> _THE INPUT_:

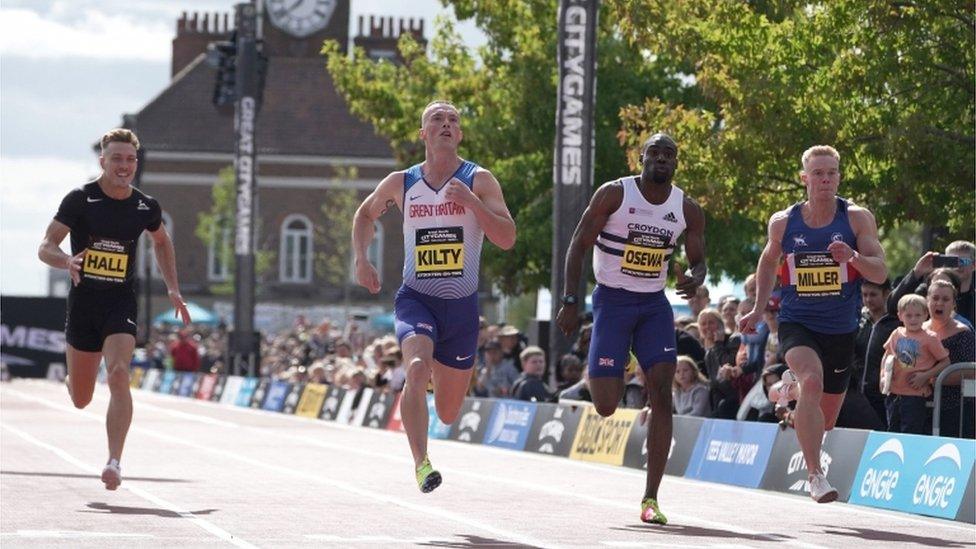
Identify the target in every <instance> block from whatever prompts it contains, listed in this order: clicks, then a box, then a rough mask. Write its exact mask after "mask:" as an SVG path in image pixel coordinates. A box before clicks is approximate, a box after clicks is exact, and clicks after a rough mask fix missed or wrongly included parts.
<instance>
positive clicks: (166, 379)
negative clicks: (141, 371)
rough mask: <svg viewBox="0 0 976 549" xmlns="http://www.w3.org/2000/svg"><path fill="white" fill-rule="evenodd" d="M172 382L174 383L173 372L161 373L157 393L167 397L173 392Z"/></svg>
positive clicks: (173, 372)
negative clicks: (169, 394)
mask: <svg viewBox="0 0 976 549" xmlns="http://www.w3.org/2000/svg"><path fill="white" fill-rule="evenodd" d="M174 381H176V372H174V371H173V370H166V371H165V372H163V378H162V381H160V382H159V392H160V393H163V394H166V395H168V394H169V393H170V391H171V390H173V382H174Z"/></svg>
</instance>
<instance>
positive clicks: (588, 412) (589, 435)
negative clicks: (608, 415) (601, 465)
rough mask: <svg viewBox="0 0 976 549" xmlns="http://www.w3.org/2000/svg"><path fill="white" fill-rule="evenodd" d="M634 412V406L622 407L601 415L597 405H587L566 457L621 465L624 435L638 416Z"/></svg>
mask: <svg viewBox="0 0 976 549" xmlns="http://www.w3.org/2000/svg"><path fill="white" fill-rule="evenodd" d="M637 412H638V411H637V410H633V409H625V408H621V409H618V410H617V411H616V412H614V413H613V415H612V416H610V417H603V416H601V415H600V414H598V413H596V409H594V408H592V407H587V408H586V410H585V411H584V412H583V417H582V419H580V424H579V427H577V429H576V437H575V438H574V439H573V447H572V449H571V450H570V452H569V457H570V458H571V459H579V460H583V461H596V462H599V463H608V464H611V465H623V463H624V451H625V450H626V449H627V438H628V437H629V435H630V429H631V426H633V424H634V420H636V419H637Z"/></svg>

> _JOB ITEM_:
Could you swap every "rough mask" for "coarse mask" in the entries above, keep everything else the same, and leave out the pictures?

> _EXERCISE ANSWER_:
Identify the target in every <instance> block from whatever prompts it contains, listed in this order: clicks, then a box, then a coarse mask. Write its exact mask after "mask:" as an SVG path in image pixel coordinates. A box before clicks is approximate, a box after clicks is exact, and clicks after a coarse mask fix missed or wrongly included parts.
<instance>
positive clicks: (166, 379)
negative clicks: (141, 371)
coarse mask: <svg viewBox="0 0 976 549" xmlns="http://www.w3.org/2000/svg"><path fill="white" fill-rule="evenodd" d="M172 382L174 383L173 372L161 373L157 393L167 397L173 392Z"/></svg>
positive clicks: (173, 372)
negative clicks: (169, 394)
mask: <svg viewBox="0 0 976 549" xmlns="http://www.w3.org/2000/svg"><path fill="white" fill-rule="evenodd" d="M174 381H176V372H174V371H173V370H166V371H165V372H163V378H162V381H160V382H159V392H160V393H163V394H166V395H168V394H169V393H170V391H171V390H173V382H174Z"/></svg>
</instance>
<instance>
positive clicks: (588, 412) (589, 435)
negative clicks: (608, 415) (601, 465)
coarse mask: <svg viewBox="0 0 976 549" xmlns="http://www.w3.org/2000/svg"><path fill="white" fill-rule="evenodd" d="M634 412V406L622 407L601 415L597 405H587L566 457L621 465L624 435L638 416Z"/></svg>
mask: <svg viewBox="0 0 976 549" xmlns="http://www.w3.org/2000/svg"><path fill="white" fill-rule="evenodd" d="M637 412H638V411H637V410H633V409H625V408H621V409H618V410H617V411H616V412H614V413H613V415H612V416H610V417H603V416H601V415H600V414H598V413H596V409H594V408H592V407H587V408H586V410H585V411H584V412H583V417H582V419H580V424H579V427H577V429H576V437H575V438H574V439H573V447H572V449H571V450H570V452H569V457H570V458H571V459H579V460H583V461H596V462H599V463H608V464H611V465H623V463H624V451H625V450H626V449H627V438H628V437H629V435H630V429H631V426H633V424H634V420H636V419H637Z"/></svg>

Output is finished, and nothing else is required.